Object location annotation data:
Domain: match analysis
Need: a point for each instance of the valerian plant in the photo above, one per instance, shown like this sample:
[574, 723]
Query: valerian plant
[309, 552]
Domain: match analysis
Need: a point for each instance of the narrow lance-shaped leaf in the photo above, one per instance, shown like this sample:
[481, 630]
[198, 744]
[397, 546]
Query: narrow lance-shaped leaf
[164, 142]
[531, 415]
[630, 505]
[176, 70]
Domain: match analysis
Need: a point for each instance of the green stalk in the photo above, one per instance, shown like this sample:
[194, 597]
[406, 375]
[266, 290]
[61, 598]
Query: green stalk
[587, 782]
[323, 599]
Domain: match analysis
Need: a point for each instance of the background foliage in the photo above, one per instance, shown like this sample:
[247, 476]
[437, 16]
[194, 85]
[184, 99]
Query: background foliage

— The exercise —
Reproduce the complete set of lines precisely as supplied.

— Exercise solution —
Domain: match analysis
Need: a point for each instance of the valerian plant in the photo above, one per instance, shown like this sample:
[574, 723]
Query: valerian plant
[309, 552]
Domain: match analysis
Need: a point for each instance of the narrow lance-shaped leaf in the photo above, one per instance, shown like this sample:
[481, 630]
[198, 744]
[397, 546]
Query: narrow lance-shaped leaf
[164, 142]
[531, 415]
[630, 505]
[176, 70]
Domain: match analysis
Need: a point for each instance of the green stalk in the photo above, one per instance, shown like this sample:
[194, 597]
[406, 375]
[266, 290]
[61, 598]
Query: green stalk
[587, 782]
[323, 599]
Domain: match analysis
Need: a point for each instance of the background foliage in the photo above, one per instance, shown like this sample:
[247, 476]
[437, 16]
[194, 85]
[184, 99]
Query: background foliage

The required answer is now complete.